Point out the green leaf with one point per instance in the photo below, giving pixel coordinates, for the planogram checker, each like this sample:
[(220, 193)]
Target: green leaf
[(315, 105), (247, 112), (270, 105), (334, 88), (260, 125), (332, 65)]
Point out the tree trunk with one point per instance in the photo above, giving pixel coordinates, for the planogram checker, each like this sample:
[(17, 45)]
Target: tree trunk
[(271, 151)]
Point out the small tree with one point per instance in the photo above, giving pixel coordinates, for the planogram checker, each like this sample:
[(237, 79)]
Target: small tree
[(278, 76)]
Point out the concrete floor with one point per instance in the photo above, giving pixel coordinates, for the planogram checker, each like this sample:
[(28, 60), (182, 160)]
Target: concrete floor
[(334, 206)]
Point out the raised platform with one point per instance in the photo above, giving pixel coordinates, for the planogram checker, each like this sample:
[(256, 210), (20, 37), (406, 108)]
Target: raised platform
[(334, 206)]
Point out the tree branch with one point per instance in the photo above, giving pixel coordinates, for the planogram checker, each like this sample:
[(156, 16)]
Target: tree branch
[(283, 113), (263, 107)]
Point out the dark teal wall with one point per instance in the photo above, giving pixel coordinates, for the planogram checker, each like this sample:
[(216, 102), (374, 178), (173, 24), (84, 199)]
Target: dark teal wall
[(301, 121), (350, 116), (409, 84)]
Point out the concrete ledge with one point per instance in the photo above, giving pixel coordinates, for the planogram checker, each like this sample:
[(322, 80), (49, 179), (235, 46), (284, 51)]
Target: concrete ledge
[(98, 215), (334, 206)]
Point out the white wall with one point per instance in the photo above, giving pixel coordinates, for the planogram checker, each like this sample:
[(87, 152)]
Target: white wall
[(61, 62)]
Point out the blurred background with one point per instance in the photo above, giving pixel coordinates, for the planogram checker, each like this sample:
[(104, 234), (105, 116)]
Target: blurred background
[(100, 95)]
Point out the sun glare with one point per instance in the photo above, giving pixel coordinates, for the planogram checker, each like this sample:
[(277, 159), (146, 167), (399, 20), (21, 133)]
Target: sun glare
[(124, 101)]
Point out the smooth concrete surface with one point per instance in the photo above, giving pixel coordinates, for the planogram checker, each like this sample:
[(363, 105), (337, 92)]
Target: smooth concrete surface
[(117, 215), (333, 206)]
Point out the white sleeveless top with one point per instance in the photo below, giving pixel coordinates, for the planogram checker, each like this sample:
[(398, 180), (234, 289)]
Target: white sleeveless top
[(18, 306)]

* [DIRECTIONS FOR THIS TASK]: Where in the records above does the word "below" appear? Copy each line that holds it.

* [ANSWER SECTION]:
Point out the green leaf with one point per instance in the photo below, giving pixel coordinates, for the planogram checker, each like this sample:
Point out the white sleeveless top with one point per instance in the photo below, giving pixel coordinates, for the planogram checker, each like this sample:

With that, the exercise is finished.